→ The task
The entries below are to be repeated exactly, with the pictures left out.

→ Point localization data

----

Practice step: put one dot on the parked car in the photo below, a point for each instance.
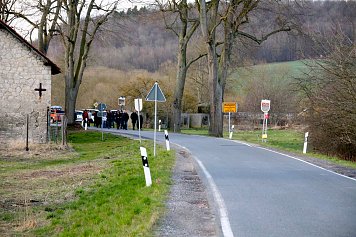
(78, 116)
(56, 112)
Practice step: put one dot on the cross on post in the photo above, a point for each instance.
(40, 90)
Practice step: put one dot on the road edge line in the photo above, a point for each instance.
(295, 158)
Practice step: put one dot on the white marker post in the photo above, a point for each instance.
(305, 142)
(231, 131)
(138, 108)
(167, 140)
(86, 124)
(146, 167)
(265, 107)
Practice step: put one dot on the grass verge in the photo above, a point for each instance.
(284, 140)
(98, 190)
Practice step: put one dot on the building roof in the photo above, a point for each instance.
(54, 68)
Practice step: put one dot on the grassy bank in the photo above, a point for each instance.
(285, 140)
(96, 190)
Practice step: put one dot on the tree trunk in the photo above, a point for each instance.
(208, 31)
(180, 82)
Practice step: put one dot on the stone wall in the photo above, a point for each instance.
(21, 71)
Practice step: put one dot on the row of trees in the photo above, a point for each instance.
(223, 30)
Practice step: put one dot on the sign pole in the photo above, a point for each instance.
(305, 142)
(155, 95)
(229, 122)
(154, 135)
(139, 125)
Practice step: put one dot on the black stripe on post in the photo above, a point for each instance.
(145, 161)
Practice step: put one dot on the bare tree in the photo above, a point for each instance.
(78, 28)
(231, 16)
(183, 24)
(6, 7)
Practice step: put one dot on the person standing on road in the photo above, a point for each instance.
(125, 118)
(134, 118)
(86, 118)
(141, 122)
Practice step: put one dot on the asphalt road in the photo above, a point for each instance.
(263, 193)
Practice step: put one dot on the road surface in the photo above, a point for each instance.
(260, 192)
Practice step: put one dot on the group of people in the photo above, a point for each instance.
(120, 118)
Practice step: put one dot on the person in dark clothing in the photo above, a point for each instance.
(86, 118)
(141, 121)
(134, 118)
(125, 118)
(109, 119)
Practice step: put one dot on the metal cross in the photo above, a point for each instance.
(40, 90)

----

→ Solution for this problem
Practice step: put one dot on the parked car in the photo below, a point for each instance.
(78, 116)
(56, 112)
Practice step: put one dot on the cross on post in the photo above, a point for each instance.
(40, 90)
Practice step: put one dot on the road edge line in the photo above, a point for each instance.
(295, 158)
Practice step: put one dot on the white marker post in the photo above, a point for each instance.
(305, 142)
(231, 131)
(138, 108)
(167, 140)
(86, 124)
(146, 167)
(265, 107)
Practice step: put one dot on the grass verge in the photo above, a point for each instance.
(284, 140)
(98, 190)
Practice step: put one dot on the building roof in the photo above, a point for each instance.
(54, 68)
Practice step: put one dot on the grassy bank in the photo above, a point for each instance.
(285, 140)
(96, 190)
Practice step: put one dot on the tree trunk in the photo above, a point for each instance.
(208, 31)
(180, 82)
Practice step: put one dot on the stone wall in the photo above, a point for each instance.
(21, 71)
Practice step: put one dot on the row of trees in the photo above, a point for each instance.
(223, 30)
Practice step: put one dot on the sign pole in the photo above, a point for each instance.
(305, 142)
(155, 95)
(229, 122)
(154, 135)
(139, 125)
Practice step: put one dot on the black stripe on post in the photo above, a point for each instance.
(145, 161)
Practice step: put one dot on the bare tree in the photo above, a point for each instance.
(78, 28)
(231, 16)
(183, 24)
(6, 7)
Practice step: put one dot on the person standing on road in the photo above, a point for each instance.
(125, 118)
(134, 118)
(86, 118)
(141, 122)
Practice step: put one dot on the asphalt road in the photo above, a point for each instance.
(263, 193)
Practice step: put one dot on the road surface in the photo above, a point for each instance.
(260, 192)
Practice step: put one dot on the group of people in the photo above, a point for each instance.
(120, 118)
Practice step: put one dot on the person in dark clothing in the photo above, a point for each instance.
(86, 118)
(141, 121)
(134, 118)
(125, 118)
(109, 119)
Practice step: put one dot on the metal cross in the photo above, a point for each instance.
(40, 90)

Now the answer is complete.